Set problem -> Repeat each entry as written and leave the images out of the copy.

Source material ->
○ ○ ○ ○ ○ ○ ○

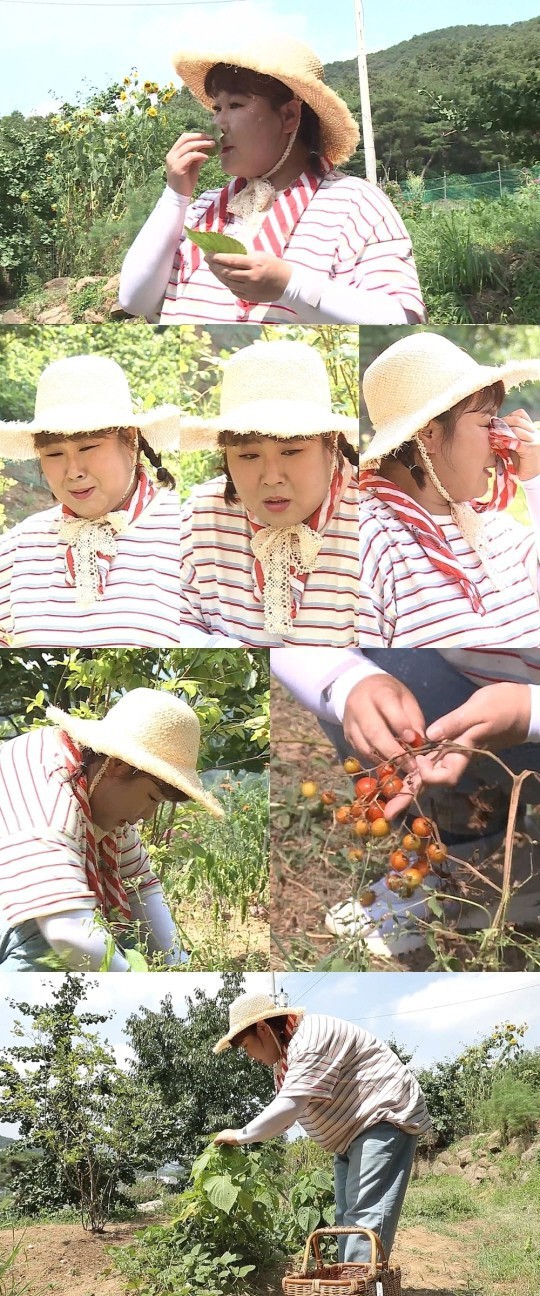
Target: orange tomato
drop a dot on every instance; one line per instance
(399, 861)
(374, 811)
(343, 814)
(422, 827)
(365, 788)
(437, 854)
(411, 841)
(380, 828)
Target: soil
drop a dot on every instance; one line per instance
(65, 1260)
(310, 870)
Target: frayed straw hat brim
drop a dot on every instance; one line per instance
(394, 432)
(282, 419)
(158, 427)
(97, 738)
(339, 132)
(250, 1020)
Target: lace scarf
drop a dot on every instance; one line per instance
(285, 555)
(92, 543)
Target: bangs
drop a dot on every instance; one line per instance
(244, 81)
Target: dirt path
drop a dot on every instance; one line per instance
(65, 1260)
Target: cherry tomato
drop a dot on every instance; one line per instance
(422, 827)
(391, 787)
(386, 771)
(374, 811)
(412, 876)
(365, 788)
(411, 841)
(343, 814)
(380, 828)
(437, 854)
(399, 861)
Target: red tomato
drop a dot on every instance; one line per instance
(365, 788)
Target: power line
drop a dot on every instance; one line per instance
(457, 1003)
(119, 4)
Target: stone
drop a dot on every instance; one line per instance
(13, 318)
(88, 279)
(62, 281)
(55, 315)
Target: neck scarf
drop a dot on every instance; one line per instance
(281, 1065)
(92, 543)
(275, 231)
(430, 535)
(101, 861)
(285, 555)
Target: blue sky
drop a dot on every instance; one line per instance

○ ○ ○ ○ ○ ○ ○

Completed exercise ->
Target: orange tomato
drop a dot on every instance; one line per instance
(399, 861)
(374, 811)
(343, 814)
(422, 827)
(365, 788)
(437, 854)
(411, 841)
(380, 828)
Target: soil
drop a dot on every instance; one line per instance
(65, 1260)
(310, 870)
Target: frayed straw hat brim
drop a dot on every instance; one line per instance
(394, 432)
(282, 419)
(158, 427)
(97, 738)
(339, 132)
(250, 1020)
Target: lace scarf
drop a dot on every instance; one line per instance
(285, 555)
(92, 543)
Target: bangs
drop a dot on every instance; one line per instance
(244, 81)
Target: dirt path
drop a dot on every instance; one line per instance
(65, 1260)
Target: cherry tomato
drop a dot on every instance; one line per instance
(422, 827)
(391, 787)
(386, 771)
(374, 811)
(412, 876)
(365, 788)
(411, 841)
(343, 814)
(380, 828)
(437, 854)
(399, 861)
Target: red tomato
drop a dot on every instance; one line per instance
(365, 788)
Target: power line
drop a dot on every instance; one line per instance
(457, 1003)
(119, 4)
Target: stone
drop a dot on every instance; one line per instance
(13, 318)
(88, 279)
(62, 281)
(55, 315)
Target: neck scarf
drop a dot on every instance; one line per instance
(281, 1065)
(92, 543)
(275, 231)
(430, 535)
(101, 861)
(285, 555)
Target: blue sky
drop a dot on every instance; one line per instance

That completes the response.